= DATA RECORDS =
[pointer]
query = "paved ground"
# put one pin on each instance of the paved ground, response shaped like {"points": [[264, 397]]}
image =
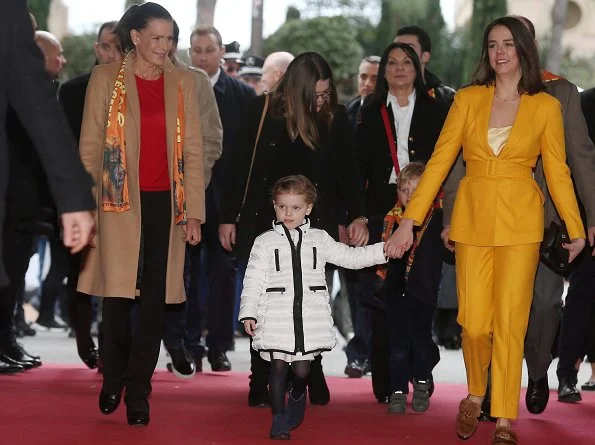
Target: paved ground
{"points": [[57, 348]]}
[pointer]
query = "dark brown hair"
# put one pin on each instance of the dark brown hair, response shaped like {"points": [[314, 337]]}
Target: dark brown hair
{"points": [[531, 81], [381, 90], [297, 185], [294, 97], [138, 17]]}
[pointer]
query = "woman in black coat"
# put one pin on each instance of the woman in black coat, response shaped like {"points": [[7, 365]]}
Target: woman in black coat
{"points": [[400, 92], [304, 132]]}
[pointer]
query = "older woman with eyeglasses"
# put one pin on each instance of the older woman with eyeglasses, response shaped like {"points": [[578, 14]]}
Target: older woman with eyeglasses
{"points": [[304, 132]]}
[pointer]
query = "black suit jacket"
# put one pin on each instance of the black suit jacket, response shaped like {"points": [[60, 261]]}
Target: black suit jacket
{"points": [[232, 98], [72, 98], [26, 87], [373, 149], [426, 270], [334, 172]]}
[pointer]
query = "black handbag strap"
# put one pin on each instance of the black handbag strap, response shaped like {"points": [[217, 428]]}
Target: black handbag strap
{"points": [[260, 125]]}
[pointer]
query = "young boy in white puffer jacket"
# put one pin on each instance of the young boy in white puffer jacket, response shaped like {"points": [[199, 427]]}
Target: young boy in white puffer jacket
{"points": [[285, 304]]}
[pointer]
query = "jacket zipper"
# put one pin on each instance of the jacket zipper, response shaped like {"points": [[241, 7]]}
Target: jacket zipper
{"points": [[296, 261]]}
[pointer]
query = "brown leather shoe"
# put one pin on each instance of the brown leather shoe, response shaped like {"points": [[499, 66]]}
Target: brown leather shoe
{"points": [[504, 436], [467, 418]]}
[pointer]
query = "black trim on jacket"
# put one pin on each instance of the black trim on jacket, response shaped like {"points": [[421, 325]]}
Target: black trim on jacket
{"points": [[298, 288], [335, 174]]}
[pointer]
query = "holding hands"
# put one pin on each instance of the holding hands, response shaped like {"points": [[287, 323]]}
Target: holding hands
{"points": [[249, 327], [401, 240]]}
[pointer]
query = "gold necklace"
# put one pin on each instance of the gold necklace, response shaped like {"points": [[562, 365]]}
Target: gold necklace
{"points": [[506, 100]]}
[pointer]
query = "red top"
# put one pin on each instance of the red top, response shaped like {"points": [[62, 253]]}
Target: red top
{"points": [[153, 166]]}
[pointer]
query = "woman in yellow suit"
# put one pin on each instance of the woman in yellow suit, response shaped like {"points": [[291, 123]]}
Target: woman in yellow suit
{"points": [[503, 121]]}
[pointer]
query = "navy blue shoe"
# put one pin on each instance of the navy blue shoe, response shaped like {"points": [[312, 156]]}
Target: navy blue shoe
{"points": [[296, 408], [279, 429]]}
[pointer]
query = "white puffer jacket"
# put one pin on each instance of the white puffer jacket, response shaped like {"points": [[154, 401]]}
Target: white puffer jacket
{"points": [[285, 289]]}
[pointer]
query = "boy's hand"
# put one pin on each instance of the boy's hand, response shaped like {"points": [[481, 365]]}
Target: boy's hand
{"points": [[445, 235], [249, 327]]}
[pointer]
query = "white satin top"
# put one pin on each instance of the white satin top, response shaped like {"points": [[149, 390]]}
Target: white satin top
{"points": [[497, 138]]}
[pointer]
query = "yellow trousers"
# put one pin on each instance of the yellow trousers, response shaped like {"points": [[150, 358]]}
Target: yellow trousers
{"points": [[495, 290]]}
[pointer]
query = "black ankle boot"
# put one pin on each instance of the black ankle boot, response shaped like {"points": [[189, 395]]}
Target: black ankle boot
{"points": [[319, 393], [109, 402], [296, 408]]}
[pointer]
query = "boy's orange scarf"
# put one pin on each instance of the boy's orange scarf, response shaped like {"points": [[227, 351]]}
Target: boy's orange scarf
{"points": [[115, 196], [391, 222]]}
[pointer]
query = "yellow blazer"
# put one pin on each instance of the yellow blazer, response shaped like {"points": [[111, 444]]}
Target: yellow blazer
{"points": [[498, 202]]}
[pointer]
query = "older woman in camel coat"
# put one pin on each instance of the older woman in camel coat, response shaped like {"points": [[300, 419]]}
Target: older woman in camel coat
{"points": [[141, 141]]}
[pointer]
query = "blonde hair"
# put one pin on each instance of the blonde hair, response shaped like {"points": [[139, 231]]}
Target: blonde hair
{"points": [[412, 171], [297, 185]]}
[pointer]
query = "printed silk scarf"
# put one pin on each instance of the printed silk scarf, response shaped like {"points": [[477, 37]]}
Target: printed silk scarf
{"points": [[391, 222], [115, 196]]}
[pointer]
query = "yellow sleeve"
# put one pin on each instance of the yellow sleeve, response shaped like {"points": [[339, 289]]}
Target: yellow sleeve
{"points": [[557, 173], [445, 153]]}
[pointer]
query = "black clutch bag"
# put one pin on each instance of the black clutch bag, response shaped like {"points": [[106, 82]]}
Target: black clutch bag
{"points": [[551, 251]]}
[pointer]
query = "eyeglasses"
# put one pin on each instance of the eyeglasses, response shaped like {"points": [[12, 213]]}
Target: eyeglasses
{"points": [[406, 191], [324, 95]]}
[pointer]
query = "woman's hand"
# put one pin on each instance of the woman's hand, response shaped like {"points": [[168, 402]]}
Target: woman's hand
{"points": [[192, 231], [227, 236], [249, 327], [358, 233], [574, 248], [401, 240], [79, 230]]}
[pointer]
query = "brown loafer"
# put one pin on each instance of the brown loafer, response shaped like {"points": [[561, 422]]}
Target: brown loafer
{"points": [[467, 418], [504, 436]]}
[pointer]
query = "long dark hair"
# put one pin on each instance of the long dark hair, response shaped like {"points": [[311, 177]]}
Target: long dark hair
{"points": [[294, 97], [381, 90], [137, 17], [531, 81]]}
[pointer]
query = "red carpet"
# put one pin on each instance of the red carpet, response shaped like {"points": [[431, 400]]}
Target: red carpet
{"points": [[58, 405]]}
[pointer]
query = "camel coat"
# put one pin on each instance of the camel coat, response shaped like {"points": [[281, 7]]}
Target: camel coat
{"points": [[110, 268]]}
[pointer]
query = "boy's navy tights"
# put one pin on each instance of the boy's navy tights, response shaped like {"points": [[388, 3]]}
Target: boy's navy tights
{"points": [[278, 382]]}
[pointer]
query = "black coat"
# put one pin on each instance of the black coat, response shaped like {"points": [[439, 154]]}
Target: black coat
{"points": [[333, 171], [233, 97], [26, 87], [373, 150], [72, 98]]}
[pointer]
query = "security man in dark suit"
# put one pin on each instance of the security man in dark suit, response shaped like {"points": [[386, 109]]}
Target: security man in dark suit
{"points": [[72, 98], [27, 88], [232, 96], [366, 82]]}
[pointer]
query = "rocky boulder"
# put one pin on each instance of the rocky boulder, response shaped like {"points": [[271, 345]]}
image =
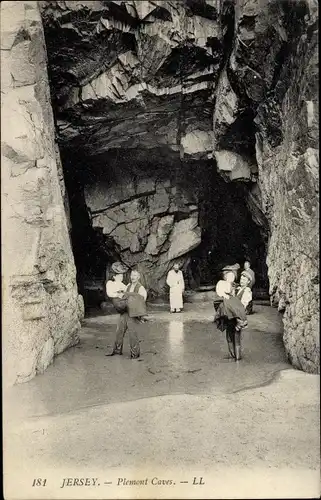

= AIM OF THE TASK =
Pictures in the records above are to be left out of an otherwise exact copy.

= SOLUTION FOR THIS TASK =
[pointer]
query = "paved ground"
# put one pin on each instance of the paved ground, response shaped like {"points": [[264, 397]]}
image =
Target: paved ground
{"points": [[57, 348]]}
[pointer]
query = "dark brown hair"
# put one pin on each instance of the dark brown hair, response shaped like {"points": [[314, 337]]}
Target: dark brown hair
{"points": [[531, 81], [381, 90], [297, 185], [294, 97], [138, 17]]}
[pointer]
query = "woman in black coat"
# put one pin on each instance of the woman in black coat, response shaped like {"points": [[7, 365]]}
Target: woman in black coat
{"points": [[400, 92], [304, 132]]}
[pointer]
query = "older woman with eyeglasses"
# put one pin on each instance of the older woman with eyeglasses, response shaped like {"points": [[578, 14]]}
Target: older woman with eyeglasses
{"points": [[304, 132]]}
[pointer]
query = "black suit jacket"
# put one pin on each instance of the black suit jacket, response shaped like {"points": [[60, 261]]}
Target: black suit jacket
{"points": [[232, 98], [72, 98], [26, 87], [373, 149], [426, 270], [334, 172]]}
[pointer]
query = "black handbag strap"
# put one pin on each instance of the black handbag strap, response shaped like {"points": [[217, 428]]}
Target: black handbag strap
{"points": [[260, 125]]}
[pointer]
query = "young boy in white puffer jacket"
# put one pin on each instance of the young boy in white puffer jacket, response shaped like {"points": [[199, 427]]}
Target: young boy in white puffer jacket
{"points": [[285, 304]]}
[pointer]
query = "jacket zipper"
# put one pin on each instance of the jacket zipper, response shaped like {"points": [[241, 7]]}
Target: jacket zipper
{"points": [[296, 261]]}
[pointer]
query = "brown leather shoe"
# put one pin on each instance of the brown leather shoe, response shaped like {"points": [[499, 66]]}
Target: brown leather shoe
{"points": [[504, 436], [467, 418]]}
[pointer]
query = "black trim on jacket"
# put one pin on each instance of the black trim on jacket, response shaped like {"points": [[421, 325]]}
Target: black trim on jacket
{"points": [[298, 288], [335, 174]]}
[pointer]
query = "holding hands"
# put one pin on each instance of the holding hands, response shaped like {"points": [[287, 323]]}
Target: holding hands
{"points": [[249, 327], [401, 240]]}
[pointer]
query = "gold necklace"
# put one pin on each instance of the gold necklace, response shaped like {"points": [[562, 365]]}
Target: gold necklace
{"points": [[506, 100]]}
[pointer]
query = "red top"
# put one pin on each instance of the red top, response shaped like {"points": [[62, 253]]}
Target: red top
{"points": [[153, 166]]}
[pointer]
query = "woman in yellow suit"
# put one pin on each instance of the woman in yellow suit, response shaped like {"points": [[291, 123]]}
Target: woman in yellow suit
{"points": [[503, 121]]}
[pointer]
query = "navy blue shoe"
# put one pin on each instance of the navy blue shoe, response shaped like {"points": [[312, 156]]}
Target: navy blue shoe
{"points": [[296, 408], [279, 429]]}
[pointer]
query = "white puffer jacket"
# put one pin on each instance of the white puffer jacket, response shaped like {"points": [[154, 401]]}
Target: white puffer jacket
{"points": [[285, 289]]}
[pointer]
query = "boy's hand"
# put one pin on each instance of the boy's hand, response shaped like {"points": [[481, 365]]}
Target: boy's hand
{"points": [[445, 235], [249, 327]]}
[pointer]
query = "white satin top"
# put one pin on each instance of the white satin top, response shaped like {"points": [[149, 390]]}
Target: white satin top
{"points": [[497, 138]]}
[pointer]
query = "yellow trousers"
# put one pin on each instance of the yellow trousers, response shaped like {"points": [[150, 358]]}
Target: yellow trousers
{"points": [[495, 290]]}
[pointer]
query = "black ankle boot"
# put one pin on each instance of the black ankle boot, response shaped like {"points": [[189, 395]]}
Target: black ankle boot
{"points": [[319, 393], [109, 402], [296, 408]]}
[pointer]
query = "boy's orange scarf"
# put one pin on each instance of the boy's orange scarf, response shaped like {"points": [[227, 351]]}
Target: boy's orange scarf
{"points": [[115, 196], [391, 222]]}
[pointer]
query = "yellow blazer"
# put one pin on each instance of the yellow blazer, response shaped like {"points": [[111, 444]]}
Target: yellow blazer
{"points": [[498, 202]]}
[pointer]
query = "older woman in camel coat"
# put one pin on each instance of the older woman in camel coat, response shaped like {"points": [[300, 419]]}
Target: older woman in camel coat
{"points": [[141, 141]]}
[pointer]
query = "blonde hair"
# put one pin on each instance of the blonde hair, response shaped like {"points": [[139, 231]]}
Target: blonde hair
{"points": [[412, 171], [297, 185]]}
[pointer]
query = "printed silk scarf"
# put one pin on each instance of the printed silk scarf, response shaped like {"points": [[477, 37]]}
Target: printed silk scarf
{"points": [[391, 222], [115, 196]]}
[pointer]
query = "yellow sleeve"
# put one pin on each instance of the yellow sleeve, response shaped like {"points": [[339, 289]]}
Target: yellow sleeve
{"points": [[557, 173], [445, 153]]}
[pointer]
query = "black clutch bag"
# put one pin on each instance of the black clutch bag, response shaped like {"points": [[106, 82]]}
Target: black clutch bag
{"points": [[551, 251]]}
[pointer]
query = "eyeglasses"
# put one pin on each instance of the eyeglasses, response shaped like {"points": [[12, 213]]}
Target: eyeglasses
{"points": [[406, 191], [324, 95]]}
[pointer]
query = "woman's hand"
# put one pin on each instance of the woman's hand, response shaped like {"points": [[168, 402]]}
Target: woman's hand
{"points": [[192, 231], [227, 236], [249, 327], [358, 233], [574, 248], [401, 240], [79, 230]]}
[pointer]
query = "brown loafer"
# put one pin on each instance of the brown loafer, response shaped like {"points": [[561, 422]]}
Target: brown loafer
{"points": [[467, 418], [504, 436]]}
[pointer]
query = "long dark hair"
# put one pin on each instance of the long dark hair, response shaped like {"points": [[311, 177]]}
Target: long dark hair
{"points": [[294, 97], [381, 90], [137, 17], [531, 81]]}
[pointer]
query = "red carpet"
# put one pin on each instance of the red carpet, response shaped like {"points": [[431, 400]]}
Target: red carpet
{"points": [[58, 405]]}
[pointer]
query = "camel coat"
# put one pin on each instance of the camel coat, response shaped like {"points": [[281, 7]]}
Target: camel coat
{"points": [[110, 268]]}
[pointer]
query = "boy's navy tights"
# put one pin on each instance of the boy's navy tights, response shaped like {"points": [[388, 3]]}
Target: boy's navy tights
{"points": [[278, 382]]}
[pointer]
query = "black coat"
# put one pin on each instance of the black coat, response shaped like {"points": [[439, 154]]}
Target: black coat
{"points": [[333, 171], [233, 97], [26, 87], [373, 150], [72, 98]]}
[pointer]
query = "security man in dark suit"
# put one pin on each instance of the security man in dark suit, response shaped like {"points": [[386, 109]]}
Target: security man in dark suit
{"points": [[72, 98], [27, 88], [232, 96], [366, 82]]}
[pointer]
query = "rocky boulder"
# put one pin on each instance of the rocky boulder, response shaped like {"points": [[271, 345]]}
image =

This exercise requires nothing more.